> RECORDS PROVIDED
▽

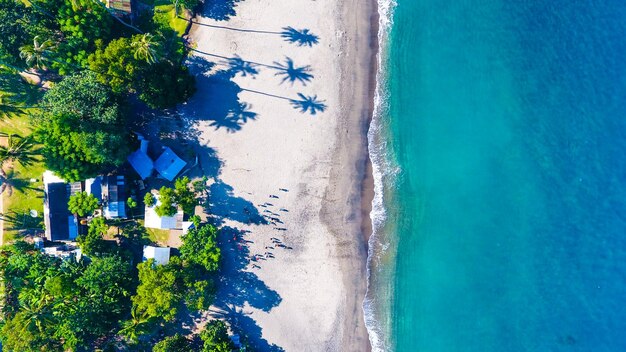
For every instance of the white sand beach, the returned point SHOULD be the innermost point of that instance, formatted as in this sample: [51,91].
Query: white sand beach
[280,172]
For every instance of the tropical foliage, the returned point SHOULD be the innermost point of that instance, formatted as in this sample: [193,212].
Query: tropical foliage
[82,204]
[82,128]
[200,246]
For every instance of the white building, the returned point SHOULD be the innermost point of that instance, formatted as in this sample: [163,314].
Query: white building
[153,221]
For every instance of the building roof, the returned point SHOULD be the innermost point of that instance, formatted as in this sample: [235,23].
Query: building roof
[60,224]
[188,225]
[93,186]
[169,164]
[153,221]
[141,162]
[114,196]
[161,255]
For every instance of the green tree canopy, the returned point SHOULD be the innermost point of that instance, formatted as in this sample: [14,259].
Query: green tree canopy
[116,64]
[19,24]
[176,343]
[215,337]
[185,197]
[167,197]
[82,129]
[82,204]
[131,65]
[93,242]
[158,295]
[51,304]
[200,247]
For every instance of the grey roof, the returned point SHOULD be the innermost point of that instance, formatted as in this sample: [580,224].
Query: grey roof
[58,216]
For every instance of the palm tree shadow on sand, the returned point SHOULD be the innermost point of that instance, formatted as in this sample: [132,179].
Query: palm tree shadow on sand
[217,99]
[239,288]
[238,285]
[291,73]
[301,37]
[308,104]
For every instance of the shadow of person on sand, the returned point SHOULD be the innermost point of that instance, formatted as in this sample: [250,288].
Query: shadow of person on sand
[224,205]
[238,287]
[217,98]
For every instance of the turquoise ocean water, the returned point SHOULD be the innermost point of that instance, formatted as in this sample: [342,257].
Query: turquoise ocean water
[500,150]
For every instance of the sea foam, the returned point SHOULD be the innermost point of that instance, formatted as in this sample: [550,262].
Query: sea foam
[376,307]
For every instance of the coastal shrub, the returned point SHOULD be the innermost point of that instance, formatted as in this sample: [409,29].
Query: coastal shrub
[176,343]
[50,305]
[158,295]
[215,337]
[161,83]
[185,197]
[82,128]
[200,247]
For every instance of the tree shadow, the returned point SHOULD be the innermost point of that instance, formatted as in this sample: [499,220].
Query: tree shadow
[238,287]
[239,66]
[11,181]
[217,99]
[308,104]
[224,205]
[302,37]
[220,10]
[23,223]
[291,73]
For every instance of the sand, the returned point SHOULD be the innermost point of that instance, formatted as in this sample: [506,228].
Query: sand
[278,172]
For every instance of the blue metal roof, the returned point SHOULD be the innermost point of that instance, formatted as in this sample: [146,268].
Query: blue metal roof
[141,162]
[169,164]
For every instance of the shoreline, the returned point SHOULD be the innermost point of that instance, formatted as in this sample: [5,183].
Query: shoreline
[309,297]
[367,183]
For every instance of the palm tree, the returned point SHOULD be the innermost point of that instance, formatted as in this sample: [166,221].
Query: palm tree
[10,180]
[8,107]
[135,326]
[37,54]
[19,149]
[146,47]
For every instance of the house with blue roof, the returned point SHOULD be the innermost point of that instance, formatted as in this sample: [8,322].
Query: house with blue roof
[60,224]
[168,165]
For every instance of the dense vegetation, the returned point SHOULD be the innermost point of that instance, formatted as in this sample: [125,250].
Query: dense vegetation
[55,305]
[181,195]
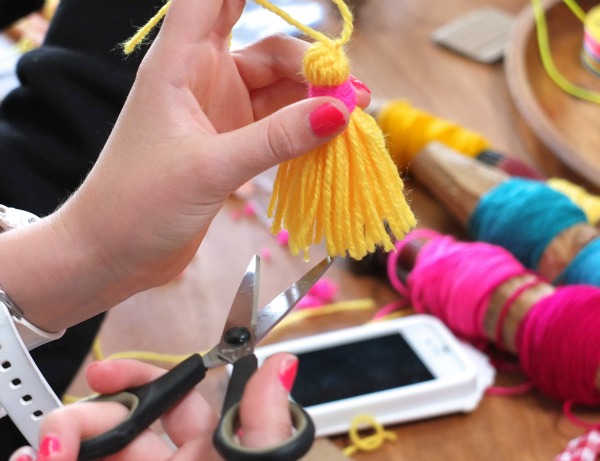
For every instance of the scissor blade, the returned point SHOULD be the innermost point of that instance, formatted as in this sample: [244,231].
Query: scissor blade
[278,308]
[244,306]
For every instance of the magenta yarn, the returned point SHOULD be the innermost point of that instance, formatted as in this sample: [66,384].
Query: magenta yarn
[559,344]
[344,92]
[558,340]
[454,280]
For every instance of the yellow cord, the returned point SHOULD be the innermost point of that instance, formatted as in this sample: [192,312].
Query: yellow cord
[546,55]
[328,309]
[590,204]
[138,38]
[370,442]
[575,9]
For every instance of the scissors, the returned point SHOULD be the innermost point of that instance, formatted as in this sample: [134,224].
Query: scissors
[244,328]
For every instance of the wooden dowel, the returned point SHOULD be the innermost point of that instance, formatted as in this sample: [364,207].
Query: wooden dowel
[519,308]
[459,182]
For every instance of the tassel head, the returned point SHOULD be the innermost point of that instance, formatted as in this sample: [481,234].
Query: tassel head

△

> REQUIRED WORK
Write out all the records again, substituting "central point" for every occurrence of "innermost point" and leaving everything else unchanged. Leave the pictures out.

> OUTPUT OF THE EXERCISE
For every instance of the white sand beach, the returned point SHOULD be the central point of that instance, formatted as in this sample: [51,91].
Query: white sand beach
[280,172]
For every instance of the tropical foliage, the returned point SHOULD be the central point of that instance, formatted as in this sample: [193,212].
Query: tropical foliage
[82,204]
[82,128]
[200,246]
For every instance of the white building, the returned point SHOULD be the central point of that instance, formatted as in this sample: [163,314].
Query: white building
[153,221]
For every instance of the building roof, the returned point SHOULD be the central point of that instance, formatted as in this sample: [235,23].
Query: building roof
[60,224]
[188,225]
[93,186]
[169,164]
[153,221]
[141,162]
[114,196]
[161,255]
For every instance of the green tree canopy, the returned point SHOULD be the central point of that instance, formatted as in this sample: [14,259].
Query: green tree canopy
[116,64]
[19,24]
[176,343]
[215,337]
[185,197]
[167,197]
[82,129]
[82,204]
[131,65]
[93,242]
[158,295]
[51,304]
[200,247]
For every instance of the grey roof, the returned point SHOULD be the central point of that instance, formatted as in this sample: [580,224].
Query: grey roof
[58,216]
For every instance of the palm tree shadow on sand, the returned point SHOULD be the central point of that instance, formatted as in this sample: [132,179].
Query: palm tree shadow on sand
[217,99]
[239,288]
[238,285]
[291,73]
[301,37]
[308,104]
For every instance of the shadow of person on sand, the returned point SHOULD be the central point of that instance, formatted as in this sample: [250,288].
Query: shadow of person on sand
[224,205]
[238,287]
[217,98]
For every instance of the turquoise ocean water, the returned point SHOULD be the central point of that instance, formatted as in this sample: [342,257].
Query: turquoise ocean water
[500,150]
For every instance of the sea foam, the returned point SHOULD be the central point of that instance, formatted as in this sample: [550,262].
Query: sea foam
[376,307]
For every instance of the coastal shrub, the returned point SHOULD be the central point of that instance, formatted as in this sample: [409,29].
Query: coastal shrub
[176,343]
[50,305]
[158,295]
[215,337]
[161,83]
[185,197]
[82,128]
[200,247]
For every instance of the tree shadow, the returned point SHOULD be the central point of that instance, formatted as in this sample: [499,220].
Query: tree shadow
[238,287]
[239,66]
[11,181]
[217,99]
[308,104]
[224,205]
[302,37]
[220,10]
[23,223]
[291,73]
For every instance of the sand, the returned point SHOULD be the central point of that instance, formatted as in this sample: [506,228].
Query: sand
[278,172]
For every instance of the blue metal roof, the returned point SHOULD be the central point of that instance, formatted as in this sample: [146,268].
Query: blue metal roof
[141,162]
[169,164]
For every instance of the shoreline, the returned point SHOULD be the central point of that instance, formatted as in this sample: [5,183].
Query: shoreline
[309,297]
[367,183]
For every instance of the palm tree, the returned point SHOULD be the central point of that instance, formatted as in this sample: [166,221].
Query: palm tree
[10,180]
[8,107]
[135,326]
[37,54]
[19,149]
[146,47]
For every instance of the house with blue roof, the returned point SHOULD be the central point of that instance, formatted as in this sample: [8,322].
Query: house with blue roof
[60,224]
[168,165]
For every instance of the dense vegetation, the returned point SHOULD be the central point of that instance, formatted as in this sample: [125,250].
Query: dense vegetation
[55,305]
[181,195]
For every instance of the scissor blade, the returned point SHOULD be the central point of that instance, formatted as in this sample: [244,231].
Query: scissor blade
[278,308]
[244,306]
For every instance of the magenta yarn, the returned point SHOULD be the central point of that instance, formatted as in this sample: [66,384].
Query: magenta yarn
[559,344]
[344,92]
[558,340]
[454,280]
For every instance of the yellow cord, the returned point SHOULD be the central point of that instance, formatted as in this sample: [192,312].
Query: yellow cord
[546,55]
[328,309]
[590,204]
[138,38]
[370,442]
[575,9]
For every instance of the scissors, the returned point SHOULD be the central point of that instance, formatted as in this sample: [134,224].
Query: scissors
[244,328]
For every instance of the wooden dowel, the returned point SHOULD be the central point of that instance, formatted as in this sample: [364,207].
Query: wooden dowel
[519,308]
[459,182]
For every instance of the tassel head, the returned point SHOULD be the central point of that instance, formatted as in this sample: [481,234].
Query: tassel head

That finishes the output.